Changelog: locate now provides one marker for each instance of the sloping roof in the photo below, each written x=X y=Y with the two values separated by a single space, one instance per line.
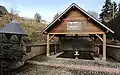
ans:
x=12 y=28
x=114 y=24
x=75 y=5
════════
AIM OF THE TASK —
Copy the material above word for word, leaving out the image.

COMPLETED EXERCISE —
Changelog: locate now provides one marker for each instance of the sloping roof in the photo below, each written x=X y=Y with the two values separated by a single space, one instance per line.
ans:
x=12 y=28
x=114 y=24
x=75 y=5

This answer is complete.